Exercise details | Write each line exactly, from the line that holds "If you could pick out the sign" through the final line of the material, and no other line.

Input rows |
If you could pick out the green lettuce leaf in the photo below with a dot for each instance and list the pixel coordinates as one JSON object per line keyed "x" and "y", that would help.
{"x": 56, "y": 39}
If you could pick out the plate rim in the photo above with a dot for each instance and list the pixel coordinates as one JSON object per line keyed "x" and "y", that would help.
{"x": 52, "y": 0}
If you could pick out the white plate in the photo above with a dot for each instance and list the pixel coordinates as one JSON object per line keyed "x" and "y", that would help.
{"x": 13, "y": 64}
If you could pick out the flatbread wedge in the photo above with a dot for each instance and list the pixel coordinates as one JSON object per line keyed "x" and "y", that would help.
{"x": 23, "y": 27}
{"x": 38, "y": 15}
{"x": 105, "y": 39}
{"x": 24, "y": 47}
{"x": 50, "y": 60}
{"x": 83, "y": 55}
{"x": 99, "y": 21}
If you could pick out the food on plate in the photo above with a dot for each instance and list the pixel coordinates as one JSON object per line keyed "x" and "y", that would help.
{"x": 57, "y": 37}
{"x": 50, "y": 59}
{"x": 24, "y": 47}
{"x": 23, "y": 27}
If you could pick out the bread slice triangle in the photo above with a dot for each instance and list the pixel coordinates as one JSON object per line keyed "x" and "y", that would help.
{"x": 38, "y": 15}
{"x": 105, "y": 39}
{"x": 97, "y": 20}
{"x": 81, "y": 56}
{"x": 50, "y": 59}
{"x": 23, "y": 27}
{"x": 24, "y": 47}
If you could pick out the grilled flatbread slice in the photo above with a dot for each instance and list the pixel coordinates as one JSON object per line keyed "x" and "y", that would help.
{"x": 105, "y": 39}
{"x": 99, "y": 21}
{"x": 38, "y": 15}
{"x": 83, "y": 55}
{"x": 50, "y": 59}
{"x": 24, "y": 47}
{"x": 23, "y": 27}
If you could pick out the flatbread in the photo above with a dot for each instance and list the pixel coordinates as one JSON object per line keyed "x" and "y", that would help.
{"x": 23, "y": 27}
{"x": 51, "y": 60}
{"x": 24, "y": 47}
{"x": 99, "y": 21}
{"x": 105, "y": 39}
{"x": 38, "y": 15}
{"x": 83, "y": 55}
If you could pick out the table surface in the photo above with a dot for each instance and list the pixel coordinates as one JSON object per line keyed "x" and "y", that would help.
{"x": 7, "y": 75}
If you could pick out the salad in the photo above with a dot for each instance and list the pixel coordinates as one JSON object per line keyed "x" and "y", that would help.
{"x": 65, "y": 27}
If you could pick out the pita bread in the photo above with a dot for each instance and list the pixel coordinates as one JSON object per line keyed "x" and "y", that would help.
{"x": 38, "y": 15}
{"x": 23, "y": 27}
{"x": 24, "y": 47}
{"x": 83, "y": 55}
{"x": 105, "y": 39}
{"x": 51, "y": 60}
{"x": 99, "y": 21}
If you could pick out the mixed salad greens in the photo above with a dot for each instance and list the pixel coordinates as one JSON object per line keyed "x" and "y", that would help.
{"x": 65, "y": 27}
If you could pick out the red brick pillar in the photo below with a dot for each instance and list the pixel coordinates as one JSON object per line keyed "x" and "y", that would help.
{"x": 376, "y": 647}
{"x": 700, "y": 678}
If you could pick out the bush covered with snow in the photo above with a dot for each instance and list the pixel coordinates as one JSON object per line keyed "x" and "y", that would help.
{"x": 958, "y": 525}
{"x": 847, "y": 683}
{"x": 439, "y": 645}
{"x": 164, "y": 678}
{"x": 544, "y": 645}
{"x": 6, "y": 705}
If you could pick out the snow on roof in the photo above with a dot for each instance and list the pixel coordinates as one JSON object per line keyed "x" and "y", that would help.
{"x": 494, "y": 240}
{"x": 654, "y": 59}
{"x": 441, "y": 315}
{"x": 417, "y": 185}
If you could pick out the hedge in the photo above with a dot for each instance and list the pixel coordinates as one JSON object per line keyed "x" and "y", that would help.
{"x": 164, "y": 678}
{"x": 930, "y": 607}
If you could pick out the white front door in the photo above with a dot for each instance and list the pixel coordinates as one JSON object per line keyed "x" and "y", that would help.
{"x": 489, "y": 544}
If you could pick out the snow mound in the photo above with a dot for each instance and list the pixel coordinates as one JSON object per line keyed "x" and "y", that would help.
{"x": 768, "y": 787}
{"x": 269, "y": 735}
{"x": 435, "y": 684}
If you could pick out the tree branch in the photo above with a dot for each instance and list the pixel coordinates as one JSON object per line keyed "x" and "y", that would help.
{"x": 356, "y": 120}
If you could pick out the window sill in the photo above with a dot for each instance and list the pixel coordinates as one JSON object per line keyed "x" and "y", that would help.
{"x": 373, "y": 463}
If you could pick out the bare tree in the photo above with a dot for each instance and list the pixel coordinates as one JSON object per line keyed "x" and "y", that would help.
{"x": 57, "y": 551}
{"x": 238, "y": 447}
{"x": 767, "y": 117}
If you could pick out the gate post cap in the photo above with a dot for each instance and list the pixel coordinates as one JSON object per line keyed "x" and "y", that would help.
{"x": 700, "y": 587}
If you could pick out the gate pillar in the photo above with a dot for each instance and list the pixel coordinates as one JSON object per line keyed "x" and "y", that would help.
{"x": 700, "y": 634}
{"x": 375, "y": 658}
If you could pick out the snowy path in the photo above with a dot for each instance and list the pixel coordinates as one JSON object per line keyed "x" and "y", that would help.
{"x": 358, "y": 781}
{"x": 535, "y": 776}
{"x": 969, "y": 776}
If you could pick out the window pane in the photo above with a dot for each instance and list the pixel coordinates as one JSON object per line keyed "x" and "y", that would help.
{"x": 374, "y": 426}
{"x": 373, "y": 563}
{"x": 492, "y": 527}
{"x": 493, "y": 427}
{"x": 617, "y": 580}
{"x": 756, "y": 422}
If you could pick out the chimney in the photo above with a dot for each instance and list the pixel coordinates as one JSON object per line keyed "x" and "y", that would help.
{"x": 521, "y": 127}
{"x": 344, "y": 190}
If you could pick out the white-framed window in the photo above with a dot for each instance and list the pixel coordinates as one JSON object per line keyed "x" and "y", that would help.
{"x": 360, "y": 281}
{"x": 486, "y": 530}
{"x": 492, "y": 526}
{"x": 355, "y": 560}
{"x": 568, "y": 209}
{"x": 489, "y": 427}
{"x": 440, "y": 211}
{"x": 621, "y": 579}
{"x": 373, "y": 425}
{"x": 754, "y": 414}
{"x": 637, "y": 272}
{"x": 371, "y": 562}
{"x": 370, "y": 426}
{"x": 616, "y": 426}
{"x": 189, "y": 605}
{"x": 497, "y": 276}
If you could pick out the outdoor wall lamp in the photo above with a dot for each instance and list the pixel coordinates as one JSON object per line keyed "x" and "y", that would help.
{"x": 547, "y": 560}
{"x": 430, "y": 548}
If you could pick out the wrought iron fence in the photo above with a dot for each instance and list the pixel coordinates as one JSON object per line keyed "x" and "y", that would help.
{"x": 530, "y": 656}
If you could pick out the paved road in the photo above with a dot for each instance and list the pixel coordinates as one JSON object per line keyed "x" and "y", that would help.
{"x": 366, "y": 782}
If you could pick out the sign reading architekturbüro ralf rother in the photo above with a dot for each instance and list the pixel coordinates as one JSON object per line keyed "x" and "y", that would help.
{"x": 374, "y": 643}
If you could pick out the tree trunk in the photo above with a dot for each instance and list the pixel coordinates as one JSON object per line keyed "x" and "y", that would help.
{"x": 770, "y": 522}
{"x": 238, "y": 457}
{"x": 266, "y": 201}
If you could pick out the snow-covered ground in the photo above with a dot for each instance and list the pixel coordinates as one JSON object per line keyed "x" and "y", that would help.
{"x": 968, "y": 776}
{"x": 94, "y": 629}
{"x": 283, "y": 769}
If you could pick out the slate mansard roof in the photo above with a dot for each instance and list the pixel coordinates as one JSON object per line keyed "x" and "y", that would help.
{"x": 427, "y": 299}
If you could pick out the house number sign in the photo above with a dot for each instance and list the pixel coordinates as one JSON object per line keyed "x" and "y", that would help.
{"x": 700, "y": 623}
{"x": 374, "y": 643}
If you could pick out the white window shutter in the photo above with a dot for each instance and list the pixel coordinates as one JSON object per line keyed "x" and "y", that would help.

Final result |
If you could pick out the sign reading architekturbüro ralf rother in the photo above with a dot for each instance and list the pixel coordinates as one JSON object per line keyed "x" and "y", that would help.
{"x": 374, "y": 643}
If you could pick out the tree trunk in the photo above with a dot for each instance and list the pixel coordinates as one JSON object per line keyed "x" and "y", that would help.
{"x": 770, "y": 522}
{"x": 238, "y": 457}
{"x": 266, "y": 201}
If you could pick out the snow-covered ground in the photo above with a dot for each instance and list the pixel coordinates as one JSON object per line keyed "x" and "y", that would help.
{"x": 968, "y": 776}
{"x": 94, "y": 629}
{"x": 283, "y": 769}
If you could pick out the slate mansard roof in the photo above with a dot for each instance and list the pixel coordinates as one JSON object per line keyed "x" and "y", that would help.
{"x": 427, "y": 299}
If you could pick out the house number sign in the photo above with a dot for each instance and list the pixel coordinates as one JSON object per line keyed "x" and "y", that would help.
{"x": 700, "y": 623}
{"x": 374, "y": 643}
If you could pick out the white window shutter in the photo above with a dot for each instance and list the pixel coordinates as one JSON object per line keyed "x" and "y", that would help.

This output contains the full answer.